What is expected: Return only this: the line with "positive clicks: (9, 5) (60, 15) (241, 24)" and all the lines that follow it below, through the final one, exactly as they are.
[Start of Attachment]
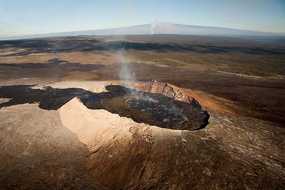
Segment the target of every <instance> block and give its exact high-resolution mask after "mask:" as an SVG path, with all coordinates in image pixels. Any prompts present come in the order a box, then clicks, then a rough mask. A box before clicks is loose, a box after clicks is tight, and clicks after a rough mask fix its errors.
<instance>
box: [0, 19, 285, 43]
mask: <svg viewBox="0 0 285 190" xmlns="http://www.w3.org/2000/svg"><path fill="white" fill-rule="evenodd" d="M154 34H175V35H203V36H236V37H239V36H240V37H248V36H256V37H270V36H271V37H272V36H277V37H284V36H285V34H281V33H270V32H258V31H250V30H241V29H232V28H223V27H211V26H197V25H183V24H172V23H153V24H144V25H136V26H129V27H121V28H111V29H100V30H87V31H74V32H62V33H51V34H39V35H29V36H19V37H12V38H34V37H55V36H81V35H154ZM0 39H1V38H0Z"/></svg>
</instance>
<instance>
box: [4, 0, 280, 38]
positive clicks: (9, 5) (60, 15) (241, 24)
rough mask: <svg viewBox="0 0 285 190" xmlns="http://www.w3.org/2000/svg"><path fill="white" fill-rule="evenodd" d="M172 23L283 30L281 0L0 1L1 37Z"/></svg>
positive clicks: (7, 0) (275, 31)
mask: <svg viewBox="0 0 285 190" xmlns="http://www.w3.org/2000/svg"><path fill="white" fill-rule="evenodd" d="M154 21H157V22H171V23H180V24H192V25H204V26H221V27H229V28H238V29H248V30H256V31H267V32H281V33H285V0H0V36H2V37H4V36H12V35H22V34H39V33H52V32H65V31H77V30H88V29H102V28H111V27H120V26H129V25H137V24H146V23H152V22H154Z"/></svg>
[End of Attachment]
Your response:
positive clicks: (9, 5) (60, 15) (241, 24)
rough mask: <svg viewBox="0 0 285 190" xmlns="http://www.w3.org/2000/svg"><path fill="white" fill-rule="evenodd" d="M172 23L283 30L281 0L0 1L1 37Z"/></svg>
positive clicks: (7, 0) (275, 31)
mask: <svg viewBox="0 0 285 190" xmlns="http://www.w3.org/2000/svg"><path fill="white" fill-rule="evenodd" d="M154 21H157V22H171V23H180V24H192V25H204V26H221V27H229V28H238V29H248V30H256V31H267V32H281V33H285V0H0V36H2V37H4V36H12V35H22V34H39V33H52V32H65V31H77V30H88V29H102V28H111V27H120V26H129V25H137V24H146V23H152V22H154Z"/></svg>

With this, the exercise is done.